Recast every line of the material below as a numbered list, leaving out any blank lines.

Rows from an object pointing dataset
____
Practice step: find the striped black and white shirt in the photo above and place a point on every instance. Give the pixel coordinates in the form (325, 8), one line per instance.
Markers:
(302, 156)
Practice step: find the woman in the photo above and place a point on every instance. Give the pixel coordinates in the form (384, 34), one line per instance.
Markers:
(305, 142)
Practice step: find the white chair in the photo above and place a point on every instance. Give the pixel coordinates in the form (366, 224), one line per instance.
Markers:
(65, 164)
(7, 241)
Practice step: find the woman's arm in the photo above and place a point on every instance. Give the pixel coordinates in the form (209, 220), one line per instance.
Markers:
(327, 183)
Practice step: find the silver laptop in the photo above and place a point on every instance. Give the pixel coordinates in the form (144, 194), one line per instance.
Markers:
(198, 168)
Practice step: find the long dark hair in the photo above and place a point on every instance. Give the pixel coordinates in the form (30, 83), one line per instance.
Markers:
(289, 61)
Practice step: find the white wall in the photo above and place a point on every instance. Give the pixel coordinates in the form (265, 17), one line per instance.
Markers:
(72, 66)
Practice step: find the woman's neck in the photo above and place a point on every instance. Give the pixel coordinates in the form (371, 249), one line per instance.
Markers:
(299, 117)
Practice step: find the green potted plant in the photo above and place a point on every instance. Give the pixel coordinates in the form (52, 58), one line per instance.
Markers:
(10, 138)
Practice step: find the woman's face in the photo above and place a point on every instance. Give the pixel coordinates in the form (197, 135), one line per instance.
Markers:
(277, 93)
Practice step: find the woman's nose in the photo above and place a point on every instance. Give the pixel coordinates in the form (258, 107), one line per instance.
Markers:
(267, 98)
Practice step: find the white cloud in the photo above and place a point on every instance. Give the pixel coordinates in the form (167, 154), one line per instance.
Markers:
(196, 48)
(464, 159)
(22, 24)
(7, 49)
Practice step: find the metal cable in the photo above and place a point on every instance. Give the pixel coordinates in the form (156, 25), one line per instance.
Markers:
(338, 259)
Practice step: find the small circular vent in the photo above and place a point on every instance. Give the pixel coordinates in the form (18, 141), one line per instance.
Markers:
____
Result of the task:
1. Practice step: find the striped black and white shirt in the photo above and place a point on every instance. Give the pixel coordinates in the form (325, 8), one line per instance.
2. Markers:
3. (302, 156)
4. Practice step: find the woman in the photo above and place a point on every instance. Give the pixel coordinates in the form (384, 34), one line per instance.
5. Markers:
6. (305, 142)
7. Practice step: find the white chair in the photo above and place a point on every instance. Give the pixel coordinates in the form (366, 224), one line per instance.
8. Markers:
9. (65, 164)
10. (7, 241)
11. Practice step: find the woman's arm in the photo above and place a point on every instance. Give the pixel coordinates in the form (209, 220), one line per instance.
12. Markers:
13. (327, 183)
14. Practice step: find the silver laptop in the photo above and place a point on every instance. Give the pixel coordinates in the form (144, 194), one line per instance.
15. Markers:
16. (198, 168)
17. Practice step: find the long dark hair in the photo above and place a point on every instance. Give the pixel coordinates in the form (30, 83), one line per instance.
18. Markers:
19. (289, 61)
20. Practice step: find the white wall in the photo above and place a point on every instance. Give the pixel coordinates in the form (265, 17), one line per instance.
21. Markers:
22. (72, 66)
23. Practice step: find the woman's neck in the photo above and place a point on every instance. Give the pixel coordinates in the form (371, 249), one line per instance.
24. Markers:
25. (299, 117)
26. Practice step: find the green potted plant in the photo above and place a point on every instance. Give the pixel coordinates in the form (52, 58), one line per instance.
27. Markers:
28. (10, 138)
29. Practice step: find the woman's face in the photo above and place a point on every instance. Give the pixel coordinates in the form (197, 135), one line per instance.
30. Markers:
31. (277, 93)
32. Practice step: find the woman's nose in the photo above and place a point on every instance. Give the pixel coordinates in the form (258, 107), one line per instance.
33. Markers:
34. (267, 98)
35. Practice step: find the white cloud in the photo above and place a point on every instance. Give the pixel coordinates in the form (167, 154), one line per instance.
36. Markers:
37. (196, 48)
38. (464, 159)
39. (22, 24)
40. (7, 49)
41. Practice step: find the metal cable in the photo above and place a point on every instance. Give the pixel coordinates in the form (156, 25), one line per instance.
42. Markers:
43. (338, 259)
44. Practice step: find the small circular vent in the photo above and place a point on every instance. Give the pixel coordinates in the form (18, 141), one line per instance.
45. Markers:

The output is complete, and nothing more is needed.